=== Zitierter Text ===

Francois - ein erfolgreicher Manager, begeht einen Fauxpas, der die Inquisition der politischen Korrektheit auf den ...

Zum Inhalt:
Drei Männer in Frankreich befinden sich an ihrem persönlichen Scheideweg:

Francois - ein erfolgreicher Manager, begeht einen Fauxpas, der die Inquisition der politischen Korrektheit auf den Plan ruft. Seine Frau Marion hat ein Verhältnis mit

Romain - Afghanistan-Heimkehrer, traumatisiert von den Erlebnissen dort und zu einem normalen Leben in Paris unfähig, immer noch befreundet mit

Osman - ein französischer Farbiger, der es in den Dunstkreis des Präsidenten gebracht hat, nur um dort umso schmerzhafter auf den Boden der Tatsachen zurückzufallen, dass in der Politik keine Freundschaften, sondern Seilschaften zählen. Deshalb bemüht er sich um

Francois - und der Kreis schließt sich.

===

● Aufgaben
a: Nenne alle Personen, die im Text über die drei Männer in Frankreich mit Namen vorkommen.
b: Aus welchem Land ist Romain laut dem Text über die drei Männer heimgekehrt?
c: Setze den Text über die drei Männer in Frankreich nach seinem letzten Satz fort.

=== Auszug Quelle ===

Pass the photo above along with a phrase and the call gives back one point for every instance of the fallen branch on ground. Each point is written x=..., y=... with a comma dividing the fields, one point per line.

===

● Antworten
a: Francois, Marion, Romain, Osman

b: Aus Afghanistan.

c:
Mein Eindruck:
Wie ein Spinnennetz hat die Autorin ihre Geschichte gewoben, - so exakt, so fein, so präzise und so tödlich. Ihr Buch teilt sie in vier große Abschnitte, welche ihrerseits Kapitel von zumeist relativ wenigen Seiten enthalten. Diese Kapitel schildern die Sicht einer der drei Hauptpersonen, auch dann, wenn mehrere der Männer in ihnen agieren. So bleibt das Buch immer spannend, immer in Bewegung, selbst, wenn gar nicht so viel passiert.
Ein weiteres Plus ist die Fähigkeit von Tuil, Sympathien für ihre Figuren zu wecken. Egal wie schäbig sich einer der drei verhält, - immer kann man ihn verstehen bzw. steht fassungslos vor der Wucht der Ereignisse, die ihn treffen und hat danach zumindest Mitleid. Die starken Nebencharaktere sind nie nur Staffage, sondern bringen die Geschichte voran, schenken neue Perspektiven und zeigen echte Persönlichkeit – im Guten wie im Schlechten.
Zu guter Letzt sei noch der Schreibstil Tuils gelobt. Sie weiß, die Wörter zu setzen, - ohne zu langweilen, aber auch nicht zu überfordern. So fliegt man förmlich durch die Geschichte und ist trotz der vielen Seiten überrascht, wie schnell sie ihr differenziertes Ende findet.

Mein Fazit:
Großartig! Ohne Wenn und Aber!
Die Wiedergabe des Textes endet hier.